# Work to complete
A) Retype the passage from the Eneados article from "In the first" to "translation of the Aeneid.".
B) Name every writer whose opinion of the work is quoted in the "Critical reception" section of the Eneados article.

# Document excerpt
★ ★ ★

The Eneados is a translation into Middle Scots of Virgil's Latin Aeneid, completed by the poet and clergyman Gavin Douglas in 1513.
Description
The title of Gavin Douglas' translation "Eneados" is given in the heading of a manuscript at Cambridge University, which refers to the "twelf bukis of Eneados." The title of the first printed edition (London, 1553) was The xiii Bukes of Eneados of the famose Poete Virgill.[1]
The work was the first complete translation of a major classical text in the Scots language and the first successful example of its kind in any Anglic language. In addition to Douglas's version of Virgil's Aeneid, the work also contains a translation of the "thirteenth book" written by the fifteenth-century poet Maffeo Vegio as a continuation of the Aeneid. Douglas supplied original prologue verses for each of the thirteen books, and a series of concluding poems. There is also an incomplete commentary, covering only part of the first book, written as marginal notes (almost certainly in Douglas's own hand) in the Cambridge manuscript.
In the first general prologue Douglas compares the merits of Virgil and Chaucer as master poets and attacks the printer William Caxton for his inadequate rendering of a French translation of the Aeneid.
Critical reception
Douglas's reputation among modern readers was bolstered somewhat in 1934 when Ezra Pound included several passages of the Eneados in his ABC of Reading. Comparing Douglas to Chaucer, Pound wrote that "the texture of Gavin's verse is stronger, the resilience greater than Chaucer's".[2] C. S. Lewis was also an admirer of the work: "About Douglas as a translator there may be two opinions; about his Aeneid (Prologues and all) as an English book there can be only one. Here a great story is greatly told and set off with original embellishments which are all good—all either delightful or interesting—in their diverse ways."[3] Kenneth Rexroth called it "a spectacular poem", albeit one that "bears little relationship to the spirit of Virgil".[4]
Sample
Douglas translates the opening of the poem thus:
The batalis and the man I wil discrive,
Fra Troys boundis first that fugitive
By fait to Ytail come and cost Lavyne ;
Our land and sey kachit with mekil pyne,
By fors of goddis abuse, from euery steid,
Of cruell Juno throu ald remembrit fede.

★ ★ ★

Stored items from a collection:
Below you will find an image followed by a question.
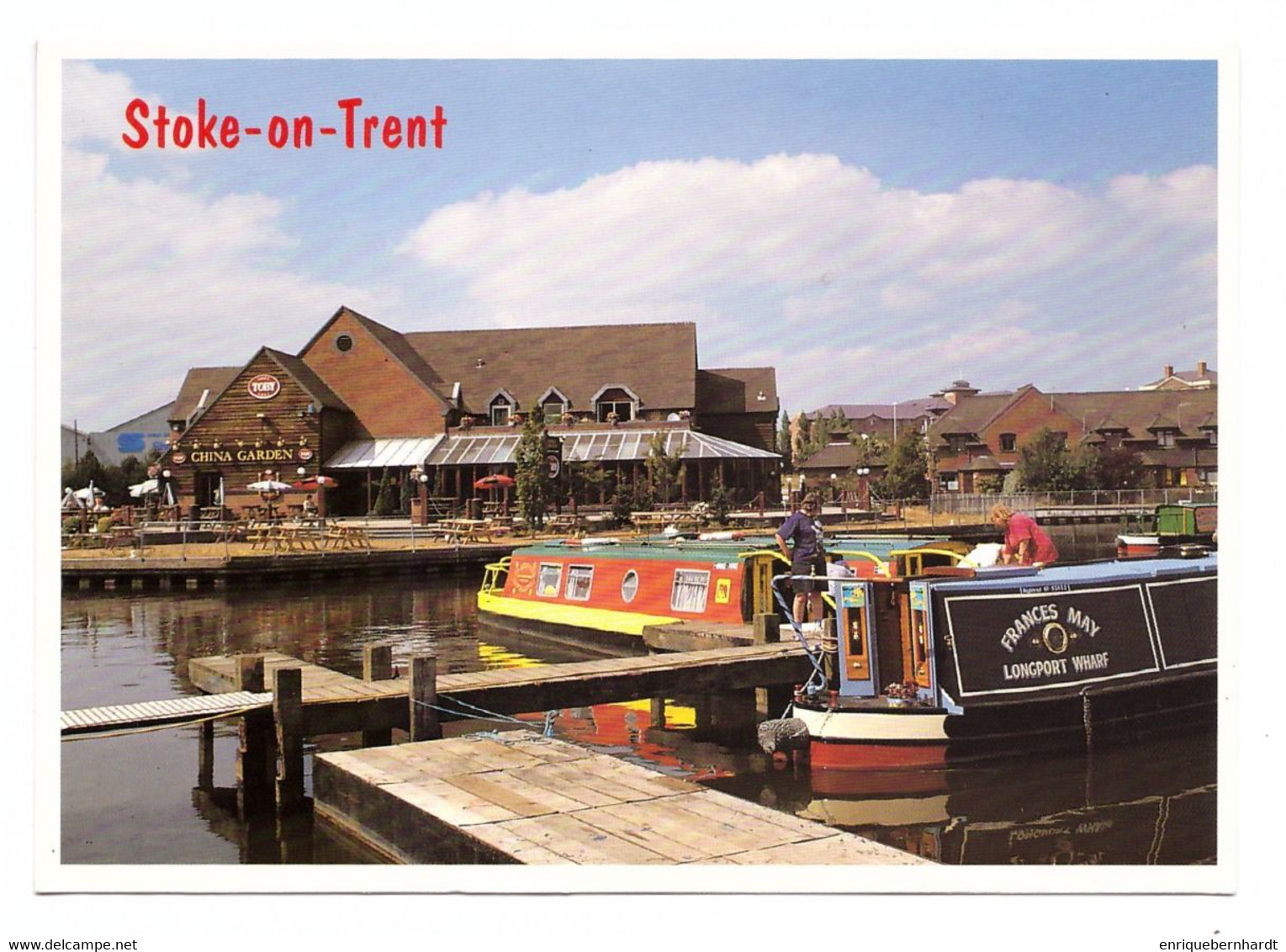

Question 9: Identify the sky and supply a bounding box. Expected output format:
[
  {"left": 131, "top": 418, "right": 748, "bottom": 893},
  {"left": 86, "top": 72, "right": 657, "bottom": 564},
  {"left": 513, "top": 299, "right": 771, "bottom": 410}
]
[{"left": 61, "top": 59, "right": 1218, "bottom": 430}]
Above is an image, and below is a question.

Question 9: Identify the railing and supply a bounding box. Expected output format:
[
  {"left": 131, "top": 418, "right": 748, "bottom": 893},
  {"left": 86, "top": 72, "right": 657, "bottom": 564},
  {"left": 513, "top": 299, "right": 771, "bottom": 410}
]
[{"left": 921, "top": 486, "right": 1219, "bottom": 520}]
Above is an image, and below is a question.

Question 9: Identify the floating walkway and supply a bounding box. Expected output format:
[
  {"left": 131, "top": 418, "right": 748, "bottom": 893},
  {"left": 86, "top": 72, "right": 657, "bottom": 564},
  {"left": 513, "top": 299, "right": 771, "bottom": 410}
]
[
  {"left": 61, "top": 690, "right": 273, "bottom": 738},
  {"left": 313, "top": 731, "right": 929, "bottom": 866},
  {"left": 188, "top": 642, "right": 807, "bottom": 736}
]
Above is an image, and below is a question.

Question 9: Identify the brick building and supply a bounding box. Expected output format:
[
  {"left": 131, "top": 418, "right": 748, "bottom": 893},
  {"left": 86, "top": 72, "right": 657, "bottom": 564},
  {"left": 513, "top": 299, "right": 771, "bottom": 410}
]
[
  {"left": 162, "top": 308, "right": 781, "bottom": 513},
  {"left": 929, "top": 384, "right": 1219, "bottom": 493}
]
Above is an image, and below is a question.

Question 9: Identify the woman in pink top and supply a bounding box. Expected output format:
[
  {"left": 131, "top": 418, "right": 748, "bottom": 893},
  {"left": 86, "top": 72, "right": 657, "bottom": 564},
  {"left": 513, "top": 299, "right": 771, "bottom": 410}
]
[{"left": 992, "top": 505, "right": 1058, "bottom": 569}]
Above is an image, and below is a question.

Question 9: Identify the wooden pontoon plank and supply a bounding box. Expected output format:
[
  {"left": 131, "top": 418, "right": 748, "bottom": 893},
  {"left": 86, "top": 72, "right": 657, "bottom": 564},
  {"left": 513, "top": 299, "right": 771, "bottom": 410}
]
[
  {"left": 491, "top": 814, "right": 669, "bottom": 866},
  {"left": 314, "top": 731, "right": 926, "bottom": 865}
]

★ ★ ★

# Response list
A)
In the first general prologue Douglas compares the merits of Virgil and Chaucer as master poets and attacks the printer William Caxton for his inadequate rendering of a French translation of the Aeneid.

B) Ezra Pound, C. S. Lewis, Kenneth Rexroth